§ TASK TO CARRY OUT:
From the items below, copy out every line that contains the string "positive", matching its capitalization exactly.

§ THE RECORDS:
Segment Open

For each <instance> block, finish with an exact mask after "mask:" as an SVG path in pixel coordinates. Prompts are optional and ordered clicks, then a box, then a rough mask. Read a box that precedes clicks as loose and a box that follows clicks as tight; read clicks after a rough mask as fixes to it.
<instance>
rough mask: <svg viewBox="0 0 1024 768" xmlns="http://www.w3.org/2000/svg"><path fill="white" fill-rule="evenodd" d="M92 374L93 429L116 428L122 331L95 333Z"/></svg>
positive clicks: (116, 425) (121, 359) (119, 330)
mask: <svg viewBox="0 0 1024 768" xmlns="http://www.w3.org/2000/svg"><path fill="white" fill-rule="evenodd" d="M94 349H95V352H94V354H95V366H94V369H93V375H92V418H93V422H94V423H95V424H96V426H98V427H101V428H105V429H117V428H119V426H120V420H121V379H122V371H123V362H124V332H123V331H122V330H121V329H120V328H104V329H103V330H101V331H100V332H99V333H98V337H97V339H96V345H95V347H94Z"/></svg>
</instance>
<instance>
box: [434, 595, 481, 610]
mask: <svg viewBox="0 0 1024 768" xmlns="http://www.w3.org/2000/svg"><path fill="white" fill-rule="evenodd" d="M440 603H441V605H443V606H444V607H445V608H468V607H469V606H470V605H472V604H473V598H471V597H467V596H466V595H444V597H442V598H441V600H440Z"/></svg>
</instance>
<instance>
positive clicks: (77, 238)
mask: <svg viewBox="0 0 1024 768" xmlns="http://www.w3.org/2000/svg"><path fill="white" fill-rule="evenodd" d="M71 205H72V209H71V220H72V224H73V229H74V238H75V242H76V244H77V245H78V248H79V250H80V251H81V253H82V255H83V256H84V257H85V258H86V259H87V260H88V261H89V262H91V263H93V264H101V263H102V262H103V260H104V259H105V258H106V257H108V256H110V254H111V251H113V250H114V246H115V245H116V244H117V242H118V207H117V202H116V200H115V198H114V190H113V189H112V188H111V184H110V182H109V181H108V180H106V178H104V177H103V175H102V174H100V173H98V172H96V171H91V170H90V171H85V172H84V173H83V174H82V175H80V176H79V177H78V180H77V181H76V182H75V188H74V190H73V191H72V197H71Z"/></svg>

Segment Closed

§ OUTPUT OF THE TASK:
positive clicks: (116, 425) (121, 359) (119, 330)
positive clicks: (77, 238)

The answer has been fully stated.